+++ Reading text +++
The move to a new host has not yet transpired, but I'm hopeful it will take place in the first week of February. The current host does not seem very interested in upgrading hardware to match the traffic volume of all the web sites their servers host. This impacts your page load wait time along with my email connectivity, the latter best being described as abysmal! MEN broke the 15GB download barrier in January with over 14,000 unique visitors and 1.5 million "hits". DVD sales for the month were good too, so we live a while longer.
As expected, January here was a scorcher with a few damaging storms that dumped everywhere but the reservoir catchment areas. Our state Governor (we call them Premiers) has cancelled the planned March referendum that was to have asked the residents of the state their view on having purified waste water mixed back into the drinking supply—he's just going to do it without risking, err, seeking the will of the people first. Given how a similar referendum in a nearby town called Toowomba (pronounced 2-woom-ba) was hijacked by political factions and scare mongers, I'd say he's made the right, if difficult and possibly unpopular choice. After purification, the water will probably be more pure that that it is mixing with. The way I see it, there is no practical alternative and I wonder how much longer it will be before other major Australian population centers follow his lead. And I'm sure it will have no significant impact on my mixture of Cool-Tool cutting fluid either (he says in a desperate attempt to inject some model engineering back into the conversation).
Yes, that's a fully assembled Cirrus Mk I. Too bad it's going to have to be taken apart one more time. The trial assembly uncovered an unexpected binding at one of the two TDC positions. This was tricky to track down. Turns out that one side of one conrod was just brushing the lip of the its cylinder skirt as it swung into the TDC position (the rod ends are wide because of the big-end caps). The cure was some subtle grinding on the lower skirt, so there are metal particles that need to be cleaned away before I can think about a test stand. I've lived with the thing for so long now that it's just a good looking engine, but club members seeing it on the occasion of the first public viewing since assembly seemed rapturous. Goes to show what familiarity does. One of the last jobs required making a punch and die to produce the head gaskets. After a bit of a learning curve, this worked very well and should be documented next month as a tech tip.
The Engines of Michel Arseneau
You may remember the unusual engines designed by Canadian, Michel Arseneau that were added to Page 9 of the Gallery for the MEN January 2007 issue. In the past month, Michel has worked as hard on getting his own web site on-line as he has on his engines. The result is a very professional presentation that shows pictures of all his designs with some internal details of one of the designs that we are now able to talk about a bit more. I hinted rather obliquely that Michel had combined two "old" engine technologies. Now it can be told: take the opposed piston concept as used in the Junkers 250D "Jumo" and the Napier Deltic, then spin the cylinder and actuate the pistons via rollers in place of conrods that run on an oval cam track. Visit Michel's web site for more details.
+++ Records for processing +++
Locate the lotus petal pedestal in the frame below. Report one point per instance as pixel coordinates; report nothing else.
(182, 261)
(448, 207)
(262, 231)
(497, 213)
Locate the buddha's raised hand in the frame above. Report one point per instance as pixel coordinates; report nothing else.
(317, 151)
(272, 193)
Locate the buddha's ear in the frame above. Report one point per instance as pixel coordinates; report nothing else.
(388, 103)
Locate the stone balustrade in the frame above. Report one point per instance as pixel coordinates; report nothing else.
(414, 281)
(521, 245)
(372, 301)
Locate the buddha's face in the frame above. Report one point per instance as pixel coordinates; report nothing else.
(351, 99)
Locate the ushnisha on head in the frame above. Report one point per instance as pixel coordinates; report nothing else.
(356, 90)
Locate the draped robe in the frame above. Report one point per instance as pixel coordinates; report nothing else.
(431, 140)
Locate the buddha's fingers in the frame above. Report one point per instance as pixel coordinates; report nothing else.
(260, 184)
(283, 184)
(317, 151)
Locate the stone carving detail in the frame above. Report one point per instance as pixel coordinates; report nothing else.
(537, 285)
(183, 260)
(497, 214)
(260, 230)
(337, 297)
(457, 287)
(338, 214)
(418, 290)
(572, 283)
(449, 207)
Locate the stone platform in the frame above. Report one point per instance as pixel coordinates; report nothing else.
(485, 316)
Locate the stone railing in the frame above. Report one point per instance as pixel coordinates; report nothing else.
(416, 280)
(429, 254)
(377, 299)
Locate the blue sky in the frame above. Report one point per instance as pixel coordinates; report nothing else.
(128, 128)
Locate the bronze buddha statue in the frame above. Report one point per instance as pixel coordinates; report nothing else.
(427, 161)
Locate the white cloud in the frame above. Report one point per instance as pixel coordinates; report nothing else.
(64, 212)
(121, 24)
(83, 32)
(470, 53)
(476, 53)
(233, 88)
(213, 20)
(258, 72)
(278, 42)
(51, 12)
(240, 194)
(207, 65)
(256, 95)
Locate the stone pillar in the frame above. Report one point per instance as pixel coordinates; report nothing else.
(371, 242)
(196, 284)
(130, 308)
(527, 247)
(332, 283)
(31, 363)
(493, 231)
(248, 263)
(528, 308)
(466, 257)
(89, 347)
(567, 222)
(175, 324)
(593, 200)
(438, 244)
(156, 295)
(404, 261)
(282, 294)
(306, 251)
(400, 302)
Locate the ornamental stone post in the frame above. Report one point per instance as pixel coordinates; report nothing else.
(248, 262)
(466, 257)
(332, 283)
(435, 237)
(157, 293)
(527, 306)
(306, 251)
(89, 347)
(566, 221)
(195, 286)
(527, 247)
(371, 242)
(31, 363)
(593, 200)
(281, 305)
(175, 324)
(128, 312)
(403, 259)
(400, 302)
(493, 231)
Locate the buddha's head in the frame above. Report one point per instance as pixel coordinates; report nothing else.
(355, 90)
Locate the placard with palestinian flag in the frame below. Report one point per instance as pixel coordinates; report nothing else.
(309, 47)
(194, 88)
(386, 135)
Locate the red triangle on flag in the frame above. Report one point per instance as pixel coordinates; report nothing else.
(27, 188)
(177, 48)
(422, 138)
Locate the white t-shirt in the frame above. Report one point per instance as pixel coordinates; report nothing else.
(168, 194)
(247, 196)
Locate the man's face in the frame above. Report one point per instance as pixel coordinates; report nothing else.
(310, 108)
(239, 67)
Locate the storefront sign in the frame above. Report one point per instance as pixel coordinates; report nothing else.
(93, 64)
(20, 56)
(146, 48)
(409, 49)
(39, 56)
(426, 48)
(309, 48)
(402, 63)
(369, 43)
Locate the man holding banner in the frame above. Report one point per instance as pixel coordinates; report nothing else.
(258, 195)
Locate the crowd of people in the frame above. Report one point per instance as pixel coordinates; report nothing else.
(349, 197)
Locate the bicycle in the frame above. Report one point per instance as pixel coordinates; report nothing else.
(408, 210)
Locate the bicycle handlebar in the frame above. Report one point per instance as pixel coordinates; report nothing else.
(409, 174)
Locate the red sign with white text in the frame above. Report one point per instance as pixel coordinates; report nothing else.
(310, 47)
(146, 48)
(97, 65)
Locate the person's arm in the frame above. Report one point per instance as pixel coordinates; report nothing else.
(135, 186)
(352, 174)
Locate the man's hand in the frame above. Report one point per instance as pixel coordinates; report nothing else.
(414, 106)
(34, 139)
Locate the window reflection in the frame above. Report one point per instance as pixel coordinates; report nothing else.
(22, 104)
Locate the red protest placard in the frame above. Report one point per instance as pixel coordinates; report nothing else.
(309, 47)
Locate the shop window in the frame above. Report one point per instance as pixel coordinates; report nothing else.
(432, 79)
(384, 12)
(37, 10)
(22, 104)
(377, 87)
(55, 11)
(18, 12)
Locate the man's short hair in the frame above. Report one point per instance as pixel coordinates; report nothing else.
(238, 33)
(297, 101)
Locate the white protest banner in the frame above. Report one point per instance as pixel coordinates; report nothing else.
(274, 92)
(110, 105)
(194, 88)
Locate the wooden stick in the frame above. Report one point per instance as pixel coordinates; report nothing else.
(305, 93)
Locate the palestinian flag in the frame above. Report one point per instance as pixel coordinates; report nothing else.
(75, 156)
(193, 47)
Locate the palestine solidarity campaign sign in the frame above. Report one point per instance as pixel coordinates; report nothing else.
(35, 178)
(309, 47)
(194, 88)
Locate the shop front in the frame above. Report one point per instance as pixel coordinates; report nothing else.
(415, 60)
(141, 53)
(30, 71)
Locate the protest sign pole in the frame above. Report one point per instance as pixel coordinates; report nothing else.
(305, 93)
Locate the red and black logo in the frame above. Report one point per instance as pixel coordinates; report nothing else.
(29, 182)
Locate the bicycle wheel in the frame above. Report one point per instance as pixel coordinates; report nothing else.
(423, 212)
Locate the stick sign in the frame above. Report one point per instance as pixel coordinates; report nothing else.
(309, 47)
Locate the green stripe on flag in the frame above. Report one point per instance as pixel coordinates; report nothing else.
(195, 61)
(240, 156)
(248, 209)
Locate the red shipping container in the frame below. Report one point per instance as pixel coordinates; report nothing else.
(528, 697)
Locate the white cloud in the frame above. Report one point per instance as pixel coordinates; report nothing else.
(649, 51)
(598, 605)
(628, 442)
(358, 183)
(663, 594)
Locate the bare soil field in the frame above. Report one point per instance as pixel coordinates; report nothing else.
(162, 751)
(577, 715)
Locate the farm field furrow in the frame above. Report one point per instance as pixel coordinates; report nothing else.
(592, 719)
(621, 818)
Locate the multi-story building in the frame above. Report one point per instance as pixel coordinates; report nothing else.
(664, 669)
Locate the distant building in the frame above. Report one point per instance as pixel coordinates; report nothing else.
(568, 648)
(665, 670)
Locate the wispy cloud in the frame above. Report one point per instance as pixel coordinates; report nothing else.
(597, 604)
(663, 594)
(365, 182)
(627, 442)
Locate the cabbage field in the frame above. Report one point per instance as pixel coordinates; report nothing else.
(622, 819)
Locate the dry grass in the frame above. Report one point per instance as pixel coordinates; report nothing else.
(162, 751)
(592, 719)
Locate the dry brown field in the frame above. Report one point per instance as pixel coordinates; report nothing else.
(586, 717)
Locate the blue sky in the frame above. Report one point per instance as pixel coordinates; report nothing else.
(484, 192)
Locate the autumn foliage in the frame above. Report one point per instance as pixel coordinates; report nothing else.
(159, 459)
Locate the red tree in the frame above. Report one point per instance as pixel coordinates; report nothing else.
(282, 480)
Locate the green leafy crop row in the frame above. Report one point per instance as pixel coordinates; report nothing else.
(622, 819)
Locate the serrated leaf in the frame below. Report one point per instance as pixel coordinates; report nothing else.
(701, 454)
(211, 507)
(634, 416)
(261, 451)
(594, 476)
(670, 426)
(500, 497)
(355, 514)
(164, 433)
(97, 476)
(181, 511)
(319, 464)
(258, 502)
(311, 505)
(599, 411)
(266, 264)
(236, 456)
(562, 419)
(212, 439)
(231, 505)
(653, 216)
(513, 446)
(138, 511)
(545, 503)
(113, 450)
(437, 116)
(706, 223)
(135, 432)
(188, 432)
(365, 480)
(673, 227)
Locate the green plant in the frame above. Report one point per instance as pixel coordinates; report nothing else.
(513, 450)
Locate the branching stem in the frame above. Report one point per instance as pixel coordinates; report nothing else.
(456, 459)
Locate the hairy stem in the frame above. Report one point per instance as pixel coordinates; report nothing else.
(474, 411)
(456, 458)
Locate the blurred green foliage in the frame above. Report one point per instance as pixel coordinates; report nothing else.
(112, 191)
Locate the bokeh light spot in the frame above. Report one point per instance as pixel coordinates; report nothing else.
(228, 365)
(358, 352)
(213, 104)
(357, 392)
+++
> **Problem set**:
1) According to the newsletter, why must the fully assembled Cirrus Mk I be taken apart again? Answer in one to three sentences.
2) Print the records from the line containing "Locate the dry brown" through the final line of the records, inclusive.

> **Task-by-task answers**:
1) A trial assembly revealed binding at one of the two TDC positions, where one side of a conrod brushed the lip of its cylinder skirt. The fix was subtle grinding on the lower skirt, which left metal particles that must be cleaned away before a test stand can be considered.

2)
Locate the dry brown field in the frame above. Report one point per instance as pixel coordinates; report nothing else.
(586, 717)
Locate the blue sky in the frame above. Report one point per instance as pixel coordinates; report nothing else.
(484, 192)
Locate the autumn foliage in the frame above. Report one point per instance as pixel coordinates; report nothing else.
(159, 459)
Locate the red tree in the frame above. Report one point per instance as pixel coordinates; report nothing else.
(282, 480)
Locate the green leafy crop row in the frame above. Report one point per instance as pixel coordinates; report nothing else.
(622, 819)
Locate the serrated leaf in the frame below. Report one point per instance as pixel coordinates; report nothing else.
(701, 454)
(211, 507)
(634, 416)
(261, 451)
(594, 476)
(670, 426)
(500, 497)
(355, 514)
(164, 433)
(97, 476)
(181, 511)
(319, 464)
(258, 502)
(311, 505)
(599, 411)
(266, 264)
(236, 456)
(562, 419)
(212, 439)
(231, 505)
(653, 216)
(513, 446)
(138, 511)
(545, 503)
(113, 450)
(437, 116)
(706, 223)
(135, 432)
(188, 432)
(365, 480)
(673, 227)
Locate the green plant in the frame above. Report one point per instance as pixel coordinates; report nothing else.
(513, 450)
Locate the branching stem in the frame above. Report one point per instance as pixel coordinates; report nothing else.
(456, 459)
Locate the hairy stem in the frame above. Report one point per instance as pixel coordinates; report nothing else.
(474, 411)
(456, 458)
Locate the blurred green foliage in the frame above. Report one point per instance as pixel coordinates; report nothing else.
(112, 191)
Locate the bokeh light spot in the frame above. Report one point per instance as pixel coordinates; report nothing else.
(228, 365)
(358, 352)
(213, 104)
(357, 392)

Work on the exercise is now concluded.